→ Dataset entries
· · · · · · ·
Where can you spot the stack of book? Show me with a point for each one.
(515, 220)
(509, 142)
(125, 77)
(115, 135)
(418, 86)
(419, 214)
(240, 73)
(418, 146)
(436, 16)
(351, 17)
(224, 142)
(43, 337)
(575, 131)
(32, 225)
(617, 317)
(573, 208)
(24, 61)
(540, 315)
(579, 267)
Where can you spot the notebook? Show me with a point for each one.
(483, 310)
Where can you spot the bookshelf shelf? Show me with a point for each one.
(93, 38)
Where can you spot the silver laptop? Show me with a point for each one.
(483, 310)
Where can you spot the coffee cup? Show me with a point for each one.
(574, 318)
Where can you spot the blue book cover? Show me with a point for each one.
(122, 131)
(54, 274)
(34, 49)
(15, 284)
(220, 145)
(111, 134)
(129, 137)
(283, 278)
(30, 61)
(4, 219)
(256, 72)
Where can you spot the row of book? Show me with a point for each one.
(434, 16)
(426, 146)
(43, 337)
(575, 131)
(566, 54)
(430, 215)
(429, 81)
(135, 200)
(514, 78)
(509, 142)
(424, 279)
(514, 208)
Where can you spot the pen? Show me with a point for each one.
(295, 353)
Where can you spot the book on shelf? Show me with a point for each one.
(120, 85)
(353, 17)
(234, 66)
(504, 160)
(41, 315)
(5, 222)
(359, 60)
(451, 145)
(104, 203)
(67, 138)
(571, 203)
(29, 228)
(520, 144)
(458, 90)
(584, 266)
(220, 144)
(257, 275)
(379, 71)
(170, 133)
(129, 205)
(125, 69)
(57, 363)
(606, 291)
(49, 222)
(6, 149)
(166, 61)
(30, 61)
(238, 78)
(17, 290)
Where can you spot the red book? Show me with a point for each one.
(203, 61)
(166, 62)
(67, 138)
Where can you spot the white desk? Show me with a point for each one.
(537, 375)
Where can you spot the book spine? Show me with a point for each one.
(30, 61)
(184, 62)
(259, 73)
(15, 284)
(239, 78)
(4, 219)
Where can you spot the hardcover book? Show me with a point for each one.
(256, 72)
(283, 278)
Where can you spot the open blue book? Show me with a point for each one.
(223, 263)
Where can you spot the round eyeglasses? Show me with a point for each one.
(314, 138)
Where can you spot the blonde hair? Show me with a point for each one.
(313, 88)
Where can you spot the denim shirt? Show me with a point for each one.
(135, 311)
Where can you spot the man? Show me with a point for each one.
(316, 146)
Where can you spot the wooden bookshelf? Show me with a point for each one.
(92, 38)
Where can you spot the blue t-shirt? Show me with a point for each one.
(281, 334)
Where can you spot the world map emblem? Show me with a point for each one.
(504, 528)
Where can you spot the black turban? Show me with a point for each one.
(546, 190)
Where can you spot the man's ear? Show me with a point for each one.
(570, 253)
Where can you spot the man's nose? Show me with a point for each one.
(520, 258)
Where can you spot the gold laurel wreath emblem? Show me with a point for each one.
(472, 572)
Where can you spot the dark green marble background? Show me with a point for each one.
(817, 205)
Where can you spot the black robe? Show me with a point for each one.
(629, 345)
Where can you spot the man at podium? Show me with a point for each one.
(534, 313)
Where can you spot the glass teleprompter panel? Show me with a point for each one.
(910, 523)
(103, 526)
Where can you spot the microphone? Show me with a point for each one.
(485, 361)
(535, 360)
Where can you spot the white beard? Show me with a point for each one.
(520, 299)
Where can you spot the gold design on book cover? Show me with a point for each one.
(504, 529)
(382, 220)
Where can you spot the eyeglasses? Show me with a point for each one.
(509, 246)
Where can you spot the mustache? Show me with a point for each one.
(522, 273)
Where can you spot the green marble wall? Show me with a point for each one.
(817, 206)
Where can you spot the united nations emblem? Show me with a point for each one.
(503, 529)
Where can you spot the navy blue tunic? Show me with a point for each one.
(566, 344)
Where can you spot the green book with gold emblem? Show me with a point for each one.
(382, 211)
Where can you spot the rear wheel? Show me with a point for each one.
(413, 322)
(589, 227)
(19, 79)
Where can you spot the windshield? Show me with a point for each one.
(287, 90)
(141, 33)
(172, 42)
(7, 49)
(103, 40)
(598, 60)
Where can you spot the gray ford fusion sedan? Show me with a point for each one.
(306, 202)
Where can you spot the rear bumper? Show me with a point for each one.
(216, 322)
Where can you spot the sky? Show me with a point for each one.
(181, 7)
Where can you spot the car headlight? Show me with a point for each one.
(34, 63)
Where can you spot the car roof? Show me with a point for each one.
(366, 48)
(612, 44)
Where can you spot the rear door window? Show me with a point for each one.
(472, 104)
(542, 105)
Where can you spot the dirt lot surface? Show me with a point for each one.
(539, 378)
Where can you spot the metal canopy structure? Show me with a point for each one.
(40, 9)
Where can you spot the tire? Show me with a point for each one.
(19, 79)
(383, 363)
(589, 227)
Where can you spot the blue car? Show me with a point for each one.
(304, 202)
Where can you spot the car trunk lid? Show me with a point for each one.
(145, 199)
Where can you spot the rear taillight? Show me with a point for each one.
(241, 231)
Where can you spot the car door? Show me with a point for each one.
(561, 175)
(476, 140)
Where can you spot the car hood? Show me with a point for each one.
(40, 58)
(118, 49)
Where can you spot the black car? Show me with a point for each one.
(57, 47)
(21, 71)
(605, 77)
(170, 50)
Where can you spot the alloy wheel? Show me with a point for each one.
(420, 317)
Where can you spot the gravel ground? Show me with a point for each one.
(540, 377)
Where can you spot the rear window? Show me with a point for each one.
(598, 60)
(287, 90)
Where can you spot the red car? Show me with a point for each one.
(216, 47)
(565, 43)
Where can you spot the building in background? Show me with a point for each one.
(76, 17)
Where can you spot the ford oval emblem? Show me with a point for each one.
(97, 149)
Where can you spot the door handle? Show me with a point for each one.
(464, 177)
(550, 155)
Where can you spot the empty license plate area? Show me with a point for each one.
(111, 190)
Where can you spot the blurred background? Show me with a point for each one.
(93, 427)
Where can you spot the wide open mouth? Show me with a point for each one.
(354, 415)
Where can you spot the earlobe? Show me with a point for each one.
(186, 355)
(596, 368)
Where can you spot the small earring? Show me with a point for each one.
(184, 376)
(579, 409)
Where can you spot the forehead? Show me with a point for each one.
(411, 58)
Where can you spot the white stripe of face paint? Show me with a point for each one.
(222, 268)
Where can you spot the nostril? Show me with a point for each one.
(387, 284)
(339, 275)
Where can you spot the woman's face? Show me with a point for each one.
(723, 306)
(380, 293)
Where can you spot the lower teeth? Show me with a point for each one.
· · · · · · ·
→ SHORT EXERCISE
Copy the data above in full, character for character.

→ RESULT OF THIS TASK
Where can you spot the stack of book? Show me with a point for each one.
(515, 220)
(509, 142)
(125, 77)
(115, 135)
(418, 86)
(419, 214)
(240, 73)
(418, 146)
(436, 16)
(351, 17)
(224, 142)
(43, 337)
(575, 131)
(32, 225)
(617, 317)
(573, 208)
(24, 61)
(540, 315)
(579, 267)
Where can you spot the notebook? Show me with a point for each one.
(483, 310)
Where can you spot the bookshelf shelf? Show me with a point for each one.
(93, 38)
Where can you spot the silver laptop? Show me with a point for each one.
(483, 310)
Where can you spot the coffee cup? Show me with a point for each one.
(574, 318)
Where can you spot the blue book cover? Show me with a point for each one.
(122, 131)
(54, 274)
(34, 49)
(15, 284)
(220, 145)
(111, 134)
(129, 137)
(283, 278)
(30, 61)
(4, 219)
(256, 72)
Where can you spot the row of book? Show me with a point for each one.
(434, 16)
(426, 146)
(43, 337)
(575, 131)
(566, 54)
(430, 215)
(429, 81)
(135, 200)
(514, 78)
(509, 142)
(424, 279)
(514, 208)
Where can you spot the pen? Show me with a point for each one.
(295, 353)
Where can you spot the book on shelf? Show me with a point for each one.
(120, 85)
(353, 17)
(234, 66)
(504, 160)
(41, 315)
(5, 222)
(359, 60)
(451, 145)
(104, 203)
(67, 138)
(571, 203)
(29, 228)
(520, 144)
(458, 90)
(584, 266)
(220, 144)
(257, 275)
(379, 71)
(170, 133)
(129, 205)
(125, 69)
(57, 363)
(606, 291)
(49, 222)
(6, 149)
(166, 61)
(30, 61)
(238, 78)
(17, 290)
Where can you spot the red book? Show me with a point for each one.
(203, 61)
(166, 62)
(67, 138)
Where can you spot the white desk? Show me with a point for each one.
(537, 375)
Where can you spot the book spine? Show me with a point for each one.
(30, 61)
(184, 62)
(259, 73)
(15, 284)
(239, 78)
(4, 219)
Where can you spot the hardcover book? Show me with a point for each one.
(256, 72)
(283, 278)
Where can you spot the open blue book? Show me with a point for each one.
(223, 263)
Where can you spot the round eyeglasses? Show me with a point for each one.
(314, 138)
Where can you spot the blonde hair? Show me with a point for each one.
(313, 88)
Where can you spot the denim shirt? Show me with a point for each one.
(135, 311)
Where can you spot the man? Show me with a point for each one.
(316, 146)
Where can you spot the wooden bookshelf? Show me with a point for each one.
(92, 38)
Where can you spot the blue t-shirt? Show me with a point for each one.
(281, 334)
Where can you spot the world map emblem? Show me with a point for each one.
(504, 528)
Where can you spot the black turban? Show me with a point for each one.
(546, 190)
Where can you spot the man's ear? Show me with a point for each one.
(570, 253)
Where can you spot the man's nose? Show me with a point for each one.
(520, 258)
Where can you spot the gold laurel wreath emblem? Show me with a point for each one.
(472, 572)
Where can you spot the dark green marble background? Show me with a point for each one.
(817, 205)
Where can you spot the black robe? Show me with a point for each one.
(629, 345)
Where can you spot the man at podium? Show me with a point for each one.
(534, 313)
Where can you spot the glass teleprompter panel? Show me with a point for each one.
(910, 523)
(103, 526)
Where can you spot the microphone? Show me with a point for each one.
(485, 361)
(535, 360)
Where can you spot the white beard? Show me with a point for each one.
(520, 299)
Where can you spot the gold design on book cover? Show me with a point for each one.
(504, 529)
(382, 220)
Where can you spot the eyeglasses? Show me with a point for each one.
(509, 246)
Where can you spot the mustache? Show me with a point for each one.
(522, 273)
Where can you spot the green marble wall? Show me with a point for each one.
(817, 206)
Where can you spot the united nations emblem? Show me with a point for each one.
(503, 529)
Where can you spot the navy blue tunic? Show me with a point for each one.
(566, 344)
Where can you spot the green book with gold emblem? Show me with a point for each one.
(382, 211)
Where can you spot the rear wheel? Show me with a point for each one.
(413, 322)
(589, 227)
(19, 79)
Where can you spot the windshield? Show me with a point for each one.
(287, 90)
(141, 33)
(172, 42)
(7, 49)
(103, 40)
(598, 60)
Where can you spot the gray ford fusion sedan? Show me with a point for each one.
(306, 202)
Where can you spot the rear bumper? Show me with a point for each one.
(216, 322)
Where can you spot the sky? Show me with a point for each one.
(181, 7)
Where can you spot the car headlight? Show me with a point for each one.
(34, 63)
Where can you spot the car roof? Show me with a point for each one.
(366, 48)
(612, 44)
Where can you spot the rear door window? Show me with a point for each one.
(472, 104)
(542, 105)
Where can you spot the dirt lot surface? Show me with a point for each one.
(539, 378)
Where can you spot the metal canopy structure? Show me with a point for each one.
(40, 9)
Where can you spot the tire? Show me with a point for each one.
(19, 79)
(383, 363)
(589, 227)
Where can you spot the blue car? Show me with a point for each one.
(304, 202)
Where can you spot the car trunk lid? Show me with a point for each one.
(145, 199)
Where can you spot the rear taillight? Show me with a point for each one.
(241, 231)
Where can you spot the car door? Show me with a point for each one.
(561, 175)
(476, 140)
Where can you spot the car hood? Show me with a point for each one.
(40, 58)
(118, 49)
Where can you spot the black car? Show me with a point for each one.
(57, 47)
(21, 71)
(605, 77)
(170, 50)
Where can you spot the alloy wheel? Show me with a point for each one.
(420, 317)
Where can you spot the gravel ground? Show me with a point for each one.
(540, 377)
Where can you spot the rear window? Show me with a point for each one.
(598, 60)
(287, 90)
Where can you spot the red car? Show me with a point for each one.
(216, 47)
(565, 43)
Where can you spot the building in background? Show me with a point for each one.
(76, 17)
Where can you spot the ford oval emblem? Show me with a point for each one.
(97, 149)
Where can you spot the door handle? Show me with a point for each one.
(464, 177)
(550, 155)
Where can you spot the empty license plate area? Show me with a point for each one.
(111, 190)
Where can you spot the blurred background? Show me with a point for each one.
(93, 427)
Where can you spot the wide open mouth? Show me with a point for each one.
(354, 415)
Where can you spot the earlobe? Show me with a point for each one.
(186, 355)
(596, 368)
Where can you spot the small earring? Show me with a point for each one.
(184, 376)
(579, 409)
Where can you spot the forehead? Show me with a point for each one.
(411, 58)
Where can you spot the white stripe of face paint? Show me with a point for each one.
(222, 268)
Where can you spot the nostril? Show me with a point for each one.
(387, 284)
(339, 275)
Where can you spot the woman's face? Show me with a point for each one.
(723, 306)
(380, 293)
Where can you spot the lower teeth? Show me with a point for each one.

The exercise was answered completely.